• TASK TO CARRY OUT:
When you reach the line containing "Where can you spot the blurred" in the data below, begin returning lines exactly as written, and stop once the line containing "Where can you spot the albatross" has been returned.

+ + + + + + +

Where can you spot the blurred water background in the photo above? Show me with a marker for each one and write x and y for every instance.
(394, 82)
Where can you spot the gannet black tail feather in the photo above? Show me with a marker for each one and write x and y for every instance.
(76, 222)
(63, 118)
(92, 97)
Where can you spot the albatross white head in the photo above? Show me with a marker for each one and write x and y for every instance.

+ + + + + + +

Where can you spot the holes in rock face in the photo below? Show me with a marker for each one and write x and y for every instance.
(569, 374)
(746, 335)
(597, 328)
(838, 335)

+ + + + + + +

• RESPONSE:
Where can you spot the blurred water background in the photo above? Show me with a marker for each one and write x and y for every instance.
(394, 82)
Where can you spot the gannet black tail feather in the photo above? Show me with a marker for each one and write x and y for every instance.
(76, 222)
(63, 118)
(92, 97)
Where can you spot the albatross white head in the photo above? Show me with a marker for each one and write x and y for every instance.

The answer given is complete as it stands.